** EXERCICE PROPOSÉ 1 **
Les affirmations (a), (b) et (c) concordent-elles avec le passage sur les textes de Lausanne ? Réponds par oui ou non pour chacune, en citant à l'identique les mots du passage qui tranchent. (a) La Déclaration de Lausanne date de 1974. (b) L'action sociale est en elle-même une forme d'évangélisation. (c) La définition proposée par Lausanne est jugée incorrecte.
** EXERCICE PROPOSÉ 2 **
Recopie l'extrait du passage sur les textes de Lausanne allant de « 1. De vastes » jusqu'à « textes de Lausanne. », en renommant « perspectives » en « horizons ».

** TEXTE À LIRE **
______
1. De vastes perspectives
Les textes de Lausanne excellent à dresser de vastes perspectives concernant l’engagement chrétien, l’enseignement biblique, l’action de Dieu dans le monde et la portée de l’œuvre du Seigneur Jésus. Ils ouvrent nos yeux sur le contenu du message biblique qui embrasse beaucoup plus de réalités que ce que nous pensons parfois et nous conduisent à voir que l’action en faveur des pauvres trouve sa place de façon naturelle. Je me bornerai à souligner rapidement quelques exemples en lien avec les trois grands textes de Lausanne.
Lausanne I : l’évangélisation du monde
La Déclaration de Lausanne (1974) porte essentiellement sur l’évangélisation du monde. Elle en donne la définition suivante(4) : « … l’évangélisation elle-même est la proclamation du Christ historique et biblique comme Sauveur et Seigneur, dans l’optique de persuader les gens de venir à lui personnellement et ainsi d’être réconciliés avec Dieu ». Il s’agit de ce que j’appellerais une définition « stricte » de l’évangélisation : celle-ci est de nature verbale et consiste à proclamer l’Évangile mais aussi à appeler à la repentance et à croire en Jésus. L’idée d’« évangéliser » par ses actes ou de prêcher l’Évangile sans paroles (selon l’adage attribué à tort ou à raison à Saint François d’Assise : « Prêche toujours l’Évangile et si c’est nécessaire utilise des paroles ») est étrangère à la Déclaration de Lausanne. L’action sociale n’est donc pas, en tant que telle, une forme d’évangélisation. La définition proposée par Lausanne me semble correcte.
______
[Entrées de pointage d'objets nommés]
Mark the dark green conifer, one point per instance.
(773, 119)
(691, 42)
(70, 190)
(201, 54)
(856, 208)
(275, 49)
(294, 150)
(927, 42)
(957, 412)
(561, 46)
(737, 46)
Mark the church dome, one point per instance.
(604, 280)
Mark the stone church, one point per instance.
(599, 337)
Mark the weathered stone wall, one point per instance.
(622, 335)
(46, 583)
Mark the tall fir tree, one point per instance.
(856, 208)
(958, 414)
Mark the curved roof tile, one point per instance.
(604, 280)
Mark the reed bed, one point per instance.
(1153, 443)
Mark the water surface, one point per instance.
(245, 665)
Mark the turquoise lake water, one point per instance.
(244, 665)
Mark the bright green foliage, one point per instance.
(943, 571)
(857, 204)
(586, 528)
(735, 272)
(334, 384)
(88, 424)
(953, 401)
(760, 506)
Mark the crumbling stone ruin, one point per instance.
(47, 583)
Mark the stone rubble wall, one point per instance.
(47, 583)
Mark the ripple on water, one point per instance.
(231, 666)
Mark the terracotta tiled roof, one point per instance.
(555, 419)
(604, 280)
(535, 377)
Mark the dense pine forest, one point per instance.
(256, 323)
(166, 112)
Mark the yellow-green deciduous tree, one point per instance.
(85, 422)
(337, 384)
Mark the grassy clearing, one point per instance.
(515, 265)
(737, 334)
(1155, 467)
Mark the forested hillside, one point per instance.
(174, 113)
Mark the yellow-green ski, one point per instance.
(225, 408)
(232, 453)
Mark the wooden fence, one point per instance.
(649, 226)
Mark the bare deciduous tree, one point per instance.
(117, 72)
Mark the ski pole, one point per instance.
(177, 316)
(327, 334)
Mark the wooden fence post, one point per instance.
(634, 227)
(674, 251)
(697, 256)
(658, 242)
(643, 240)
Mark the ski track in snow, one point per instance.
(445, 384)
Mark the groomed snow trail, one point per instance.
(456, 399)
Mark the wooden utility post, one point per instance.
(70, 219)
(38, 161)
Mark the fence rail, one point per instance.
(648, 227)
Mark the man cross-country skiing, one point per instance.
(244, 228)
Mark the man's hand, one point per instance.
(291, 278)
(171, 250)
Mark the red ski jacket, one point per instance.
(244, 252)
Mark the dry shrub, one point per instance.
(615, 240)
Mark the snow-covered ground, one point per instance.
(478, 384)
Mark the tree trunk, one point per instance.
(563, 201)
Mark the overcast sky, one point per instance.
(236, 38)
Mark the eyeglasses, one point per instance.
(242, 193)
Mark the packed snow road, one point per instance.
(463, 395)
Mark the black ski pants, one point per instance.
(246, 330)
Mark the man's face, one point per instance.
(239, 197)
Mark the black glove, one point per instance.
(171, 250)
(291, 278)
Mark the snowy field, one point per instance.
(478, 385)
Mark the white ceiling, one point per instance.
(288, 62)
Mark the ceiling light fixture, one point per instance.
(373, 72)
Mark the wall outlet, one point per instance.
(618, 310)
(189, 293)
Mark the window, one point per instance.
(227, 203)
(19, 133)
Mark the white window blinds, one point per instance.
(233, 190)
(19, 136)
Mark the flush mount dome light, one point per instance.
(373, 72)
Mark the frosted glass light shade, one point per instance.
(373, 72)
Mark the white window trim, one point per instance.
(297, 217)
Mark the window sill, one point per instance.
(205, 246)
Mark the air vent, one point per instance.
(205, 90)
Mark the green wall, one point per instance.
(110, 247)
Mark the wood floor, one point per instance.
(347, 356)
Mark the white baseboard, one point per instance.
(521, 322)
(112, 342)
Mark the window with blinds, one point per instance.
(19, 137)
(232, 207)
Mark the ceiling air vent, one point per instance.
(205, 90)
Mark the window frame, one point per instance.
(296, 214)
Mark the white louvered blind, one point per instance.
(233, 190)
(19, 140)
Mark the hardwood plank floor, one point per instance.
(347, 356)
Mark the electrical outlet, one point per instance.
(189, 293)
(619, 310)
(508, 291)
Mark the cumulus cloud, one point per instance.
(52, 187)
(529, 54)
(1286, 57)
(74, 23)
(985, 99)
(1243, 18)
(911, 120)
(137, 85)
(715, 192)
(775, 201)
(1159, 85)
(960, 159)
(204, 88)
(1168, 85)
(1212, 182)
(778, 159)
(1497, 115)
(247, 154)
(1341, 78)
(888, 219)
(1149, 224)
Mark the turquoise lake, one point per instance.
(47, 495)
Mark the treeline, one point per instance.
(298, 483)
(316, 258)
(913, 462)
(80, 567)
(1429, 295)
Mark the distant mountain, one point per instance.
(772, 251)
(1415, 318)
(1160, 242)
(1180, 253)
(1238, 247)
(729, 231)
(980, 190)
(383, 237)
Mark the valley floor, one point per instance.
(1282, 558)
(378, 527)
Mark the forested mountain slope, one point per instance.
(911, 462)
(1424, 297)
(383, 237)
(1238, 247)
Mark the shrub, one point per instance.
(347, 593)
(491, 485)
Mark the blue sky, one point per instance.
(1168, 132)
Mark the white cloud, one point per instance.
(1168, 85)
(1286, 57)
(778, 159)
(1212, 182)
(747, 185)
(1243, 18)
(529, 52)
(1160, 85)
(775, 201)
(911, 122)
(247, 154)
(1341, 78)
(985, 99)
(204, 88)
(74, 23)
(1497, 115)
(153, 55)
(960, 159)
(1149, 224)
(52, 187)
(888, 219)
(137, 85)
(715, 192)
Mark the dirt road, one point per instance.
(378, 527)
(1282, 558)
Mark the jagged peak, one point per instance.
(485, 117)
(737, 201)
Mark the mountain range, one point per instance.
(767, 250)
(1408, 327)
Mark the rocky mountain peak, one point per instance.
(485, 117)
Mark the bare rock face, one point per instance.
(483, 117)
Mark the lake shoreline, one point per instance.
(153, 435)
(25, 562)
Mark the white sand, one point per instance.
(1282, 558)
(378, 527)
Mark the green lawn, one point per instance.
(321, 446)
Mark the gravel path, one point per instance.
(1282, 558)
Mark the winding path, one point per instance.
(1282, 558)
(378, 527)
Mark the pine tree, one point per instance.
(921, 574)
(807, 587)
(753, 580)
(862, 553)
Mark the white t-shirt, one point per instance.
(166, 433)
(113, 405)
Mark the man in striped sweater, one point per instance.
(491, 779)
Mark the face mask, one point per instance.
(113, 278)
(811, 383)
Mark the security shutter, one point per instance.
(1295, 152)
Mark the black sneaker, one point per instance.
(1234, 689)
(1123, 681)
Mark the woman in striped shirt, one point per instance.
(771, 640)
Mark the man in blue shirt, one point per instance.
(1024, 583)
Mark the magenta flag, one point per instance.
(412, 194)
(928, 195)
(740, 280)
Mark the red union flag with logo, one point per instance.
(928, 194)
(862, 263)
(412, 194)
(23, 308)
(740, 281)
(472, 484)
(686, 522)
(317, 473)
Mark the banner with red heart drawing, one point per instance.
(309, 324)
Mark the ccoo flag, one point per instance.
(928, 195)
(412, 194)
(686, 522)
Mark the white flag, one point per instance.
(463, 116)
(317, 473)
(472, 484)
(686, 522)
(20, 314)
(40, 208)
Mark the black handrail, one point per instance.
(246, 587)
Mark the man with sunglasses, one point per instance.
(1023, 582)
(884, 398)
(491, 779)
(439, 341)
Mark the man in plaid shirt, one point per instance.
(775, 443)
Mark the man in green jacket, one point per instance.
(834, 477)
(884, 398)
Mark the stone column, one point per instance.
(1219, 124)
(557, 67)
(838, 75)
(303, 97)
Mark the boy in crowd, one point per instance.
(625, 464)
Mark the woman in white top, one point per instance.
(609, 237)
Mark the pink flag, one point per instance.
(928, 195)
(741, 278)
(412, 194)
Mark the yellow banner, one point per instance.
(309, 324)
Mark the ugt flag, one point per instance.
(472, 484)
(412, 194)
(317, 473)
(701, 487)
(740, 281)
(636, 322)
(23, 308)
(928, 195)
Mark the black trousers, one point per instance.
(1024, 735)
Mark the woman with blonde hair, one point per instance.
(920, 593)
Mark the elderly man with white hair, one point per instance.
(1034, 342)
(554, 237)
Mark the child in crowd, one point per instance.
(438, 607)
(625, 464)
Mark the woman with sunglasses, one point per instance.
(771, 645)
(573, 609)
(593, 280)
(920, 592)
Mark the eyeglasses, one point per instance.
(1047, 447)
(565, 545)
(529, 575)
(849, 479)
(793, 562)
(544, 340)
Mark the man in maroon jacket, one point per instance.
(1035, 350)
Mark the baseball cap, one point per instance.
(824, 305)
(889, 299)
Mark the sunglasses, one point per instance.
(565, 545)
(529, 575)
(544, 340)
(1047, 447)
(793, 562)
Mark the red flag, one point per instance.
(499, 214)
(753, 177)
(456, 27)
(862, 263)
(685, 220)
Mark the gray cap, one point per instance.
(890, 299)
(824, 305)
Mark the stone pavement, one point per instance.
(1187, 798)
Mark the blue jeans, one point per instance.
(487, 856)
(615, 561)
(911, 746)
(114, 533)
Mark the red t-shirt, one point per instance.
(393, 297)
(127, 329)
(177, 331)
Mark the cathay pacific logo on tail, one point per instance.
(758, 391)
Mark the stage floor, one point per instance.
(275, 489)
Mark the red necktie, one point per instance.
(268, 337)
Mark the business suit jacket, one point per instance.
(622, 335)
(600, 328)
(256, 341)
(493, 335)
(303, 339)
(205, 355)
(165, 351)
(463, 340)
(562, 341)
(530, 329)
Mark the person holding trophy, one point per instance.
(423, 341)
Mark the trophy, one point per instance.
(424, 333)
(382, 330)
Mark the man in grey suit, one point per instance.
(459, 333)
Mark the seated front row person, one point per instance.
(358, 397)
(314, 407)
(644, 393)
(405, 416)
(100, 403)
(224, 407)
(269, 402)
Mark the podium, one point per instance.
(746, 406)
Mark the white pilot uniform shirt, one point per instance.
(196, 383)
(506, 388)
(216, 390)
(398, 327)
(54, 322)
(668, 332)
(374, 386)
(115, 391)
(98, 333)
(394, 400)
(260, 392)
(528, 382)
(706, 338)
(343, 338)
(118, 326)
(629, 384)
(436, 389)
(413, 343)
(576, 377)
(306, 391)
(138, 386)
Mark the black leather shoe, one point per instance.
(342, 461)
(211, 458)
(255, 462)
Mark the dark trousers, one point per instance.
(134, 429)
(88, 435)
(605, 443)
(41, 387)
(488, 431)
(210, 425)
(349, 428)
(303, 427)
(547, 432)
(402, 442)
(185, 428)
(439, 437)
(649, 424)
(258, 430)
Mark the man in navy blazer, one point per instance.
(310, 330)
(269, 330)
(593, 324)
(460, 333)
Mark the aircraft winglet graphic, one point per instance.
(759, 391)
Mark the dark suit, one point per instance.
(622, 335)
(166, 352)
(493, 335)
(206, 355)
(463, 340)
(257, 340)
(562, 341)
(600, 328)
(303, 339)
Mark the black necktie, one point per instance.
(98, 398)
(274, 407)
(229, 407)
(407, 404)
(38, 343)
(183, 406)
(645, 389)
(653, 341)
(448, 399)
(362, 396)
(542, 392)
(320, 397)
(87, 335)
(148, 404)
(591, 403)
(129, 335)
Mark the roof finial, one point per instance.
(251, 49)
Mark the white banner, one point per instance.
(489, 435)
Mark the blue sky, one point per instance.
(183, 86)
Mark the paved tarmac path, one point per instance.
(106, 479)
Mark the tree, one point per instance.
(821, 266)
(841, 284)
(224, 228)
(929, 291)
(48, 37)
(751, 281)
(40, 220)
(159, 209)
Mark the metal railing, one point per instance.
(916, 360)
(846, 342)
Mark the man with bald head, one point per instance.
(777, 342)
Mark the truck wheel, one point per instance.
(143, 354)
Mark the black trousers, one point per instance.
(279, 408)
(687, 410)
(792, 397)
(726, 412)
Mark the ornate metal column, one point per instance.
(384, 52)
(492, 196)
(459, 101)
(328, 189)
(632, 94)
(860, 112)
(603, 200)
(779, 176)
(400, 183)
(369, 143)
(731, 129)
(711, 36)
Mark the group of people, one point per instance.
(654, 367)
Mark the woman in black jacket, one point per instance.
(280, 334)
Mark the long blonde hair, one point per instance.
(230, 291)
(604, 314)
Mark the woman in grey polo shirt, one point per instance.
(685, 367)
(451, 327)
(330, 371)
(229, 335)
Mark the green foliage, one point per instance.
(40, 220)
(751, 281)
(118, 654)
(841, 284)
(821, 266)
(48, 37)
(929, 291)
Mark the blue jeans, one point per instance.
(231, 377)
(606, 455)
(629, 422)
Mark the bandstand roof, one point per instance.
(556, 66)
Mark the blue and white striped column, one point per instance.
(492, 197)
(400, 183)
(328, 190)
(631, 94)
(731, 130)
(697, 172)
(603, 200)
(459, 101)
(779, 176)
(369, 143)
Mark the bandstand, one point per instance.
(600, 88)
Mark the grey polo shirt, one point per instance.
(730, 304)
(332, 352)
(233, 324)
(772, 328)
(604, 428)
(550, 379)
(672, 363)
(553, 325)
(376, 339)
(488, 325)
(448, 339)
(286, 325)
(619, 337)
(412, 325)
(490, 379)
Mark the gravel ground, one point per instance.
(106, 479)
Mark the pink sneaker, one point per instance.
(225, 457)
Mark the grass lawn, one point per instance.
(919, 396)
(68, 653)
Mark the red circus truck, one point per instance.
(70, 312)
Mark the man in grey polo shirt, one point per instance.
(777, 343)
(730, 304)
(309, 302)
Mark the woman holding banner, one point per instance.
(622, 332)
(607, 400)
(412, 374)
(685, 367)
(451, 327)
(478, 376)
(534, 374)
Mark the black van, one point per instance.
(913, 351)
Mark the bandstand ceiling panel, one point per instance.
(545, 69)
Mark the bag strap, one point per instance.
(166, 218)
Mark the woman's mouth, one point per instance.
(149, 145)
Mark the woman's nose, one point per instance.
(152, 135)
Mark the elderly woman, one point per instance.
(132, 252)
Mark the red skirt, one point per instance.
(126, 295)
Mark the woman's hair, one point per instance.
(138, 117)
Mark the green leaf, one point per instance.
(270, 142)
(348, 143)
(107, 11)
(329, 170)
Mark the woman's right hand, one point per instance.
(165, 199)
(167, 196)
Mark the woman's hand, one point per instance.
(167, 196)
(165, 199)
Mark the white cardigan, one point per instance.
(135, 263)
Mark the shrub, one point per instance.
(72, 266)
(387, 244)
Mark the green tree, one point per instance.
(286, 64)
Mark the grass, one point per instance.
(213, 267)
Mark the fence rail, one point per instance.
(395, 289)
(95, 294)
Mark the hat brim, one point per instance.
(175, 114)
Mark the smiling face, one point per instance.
______
** CORRIGÉ DÉTAILLÉ 1 **
(a) Oui : « La Déclaration de Lausanne (1974) porte essentiellement sur l’évangélisation du monde. »
(b) Non : « L’action sociale n’est donc pas, en tant que telle, une forme d’évangélisation. »
(c) Non : « La définition proposée par Lausanne me semble correcte. »

** CORRIGÉ DÉTAILLÉ 2 **
1. De vastes horizons
Les textes de Lausanne excellent à dresser de vastes horizons concernant l’engagement chrétien, l’enseignement biblique, l’action de Dieu dans le monde et la portée de l’œuvre du Seigneur Jésus. Ils ouvrent nos yeux sur le contenu du message biblique qui embrasse beaucoup plus de réalités que ce que nous pensons parfois et nous conduisent à voir que l’action en faveur des pauvres trouve sa place de façon naturelle. Je me bornerai à souligner rapidement quelques exemples en lien avec les trois grands textes de Lausanne.